Pointing entries for labeled objects

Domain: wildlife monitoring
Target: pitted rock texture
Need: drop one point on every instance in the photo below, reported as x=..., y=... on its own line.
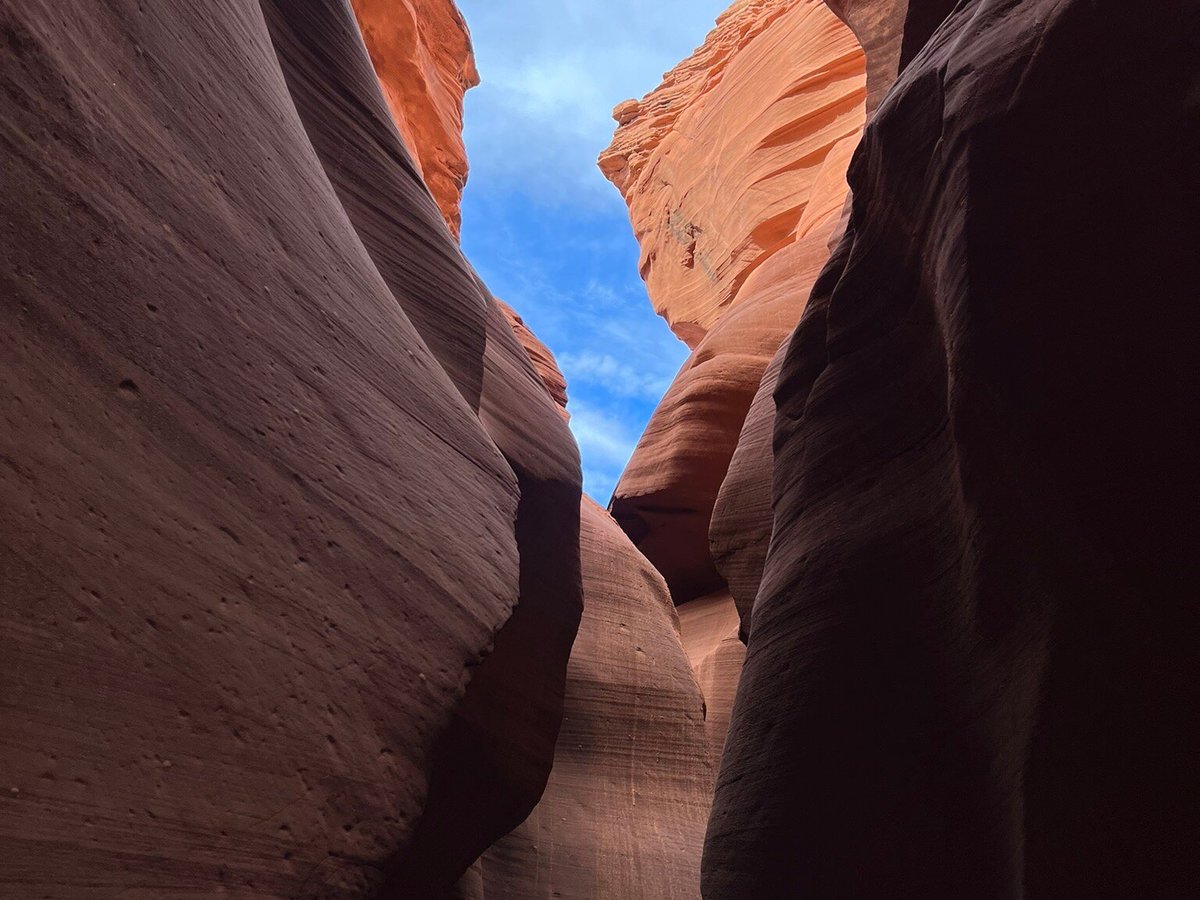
x=624, y=813
x=973, y=653
x=276, y=467
x=768, y=196
x=421, y=52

_WHAT IS EXPECTED_
Rescale the records above by reproducing every line, requests included, and multiplying each x and y coordinate in the answers by 0.45, rounding to whole numbers with halves going up. Leave the pictures out.

_WRITTEN RESPONSE_
Domain: wildlife monitoring
Target: pitted rock texture
Need: drop one point on every instance in the photo below, reported as x=..., y=... on its own line.
x=281, y=366
x=438, y=294
x=124, y=210
x=346, y=88
x=189, y=23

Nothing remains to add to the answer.